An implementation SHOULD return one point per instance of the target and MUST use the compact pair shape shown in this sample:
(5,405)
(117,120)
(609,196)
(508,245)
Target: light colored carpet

-=-=-

What is needed |
Return every one of the entries above line for line, with no changes.

Task output |
An implementation SHOULD return one point per instance of the target and MUST use the compact pair shape shown in this sample:
(5,405)
(117,120)
(609,196)
(508,245)
Target: light colored carpet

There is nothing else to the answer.